━━━━━ Passage provided ━━━━━

Petrobras and BNDES Target Critical Minerals for Brazil’s Energy Transition
Petrobras and Brazil’s development bank BNDES have signed a research partnership focused on critical and strategic minerals linked to electrification and the energy transition. Petrobras CEO Magda Chambriard said the company wants Brazil to command more of the technology behind these emerging supply chains.
Petrobras and BNDES have struck a cooperation agreement aimed at advancing research into critical and strategic minerals, placing Brazil’s largest oil company more directly into one of the central supply chain questions of the energy transition.
The agreement was signed on Monday, June 22, at an event held at BNDES, Brazil’s national development bank, with President Luiz Inácio Lula da Silva in attendance. Petrobras chief executive Magda Chambriard presented the partnership as part of a broader effort to expand the company’s role beyond oil production and into technologies that support electrification.
“We will research the minerals essential for electrification,” Chambriard said at the event. “We want to master the technology landscape in Brazil.”
Research focus moves through Cenpes
The work will be centered on Cenpes, Petrobras’s research and development center, one of the company’s main hubs for applied technology. According to the plan described at the event, Petrobras and BNDES will exchange information and assess gaps in Brazil’s productive and technological capacity related to these mineral chains.
The partnership will also examine projects and initiatives already under way, as well as those still being developed. The stated aim is to encourage new actions that can strengthen both energy transition supply chains and the oil and gas industry.
Critical and strategic minerals have become a priority for governments and companies seeking to secure inputs for electrification, including technologies used in batteries, power systems and other low carbon infrastructure. For Brazil, the issue is not only geological or industrial. It is also about whether the country can capture more value from the technologies and processing capabilities tied to those resources.
That is the point Chambriard appeared to stress in her remarks. Rather than framing Petrobras only as a buyer or user of transition technologies, she positioned the state-controlled company as a participant in building domestic knowledge and capability.
BNDES’s role is also significant. The bank has long been used by Brazilian governments to support industrial policy, infrastructure and strategic sectors. By linking BNDES with Petrobras’s research arm, the government is signaling that minerals linked to electrification are increasingly seen as part of a national competitiveness agenda, not only an environmental one.

━━━━━

▶ **Set task**
Extend the article above on the Petrobras and BNDES critical minerals partnership, picking up right after its last paragraph.

━━━━━ Stored data ━━━━━

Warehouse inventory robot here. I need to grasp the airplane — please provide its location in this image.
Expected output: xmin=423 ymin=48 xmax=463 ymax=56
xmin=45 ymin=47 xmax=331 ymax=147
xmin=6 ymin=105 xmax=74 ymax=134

━━━━━

▶ **Written response**
Oil remains the financial backbone
Even as Petrobras moves into research connected to the energy transition, Chambriard underlined the continuing importance of oil to the company and to Brazil’s external accounts.
She credited Petrobras with helping expand the country’s oil sales abroad, noting that crude has become the leading item in Brazil’s export basket. Chambriard also said she expects exports this year to reach another record. “This year, we will do it again,” she said.
The comment captures the balancing act facing Petrobras. The company is being pushed to engage more directly with transition industries, while its current scale, cash generation and international relevance still rest heavily on oil and gas. The new agreement does not displace that core business. Instead, it adds a technology and supply chain layer to Petrobras’s strategy at a time when major energy companies are trying to define how they will fit into a more electrified global economy.
The inclusion of oil and gas chains in the partnership’s scope is notable. Petrobras and BNDES are not treating the transition as a separate track detached from the company’s existing industrial base. The agreement includes initiatives that may contribute both to transition supply chains and to the oil and gas sector, suggesting a search for overlap between established engineering capabilities and newer mineral related technologies.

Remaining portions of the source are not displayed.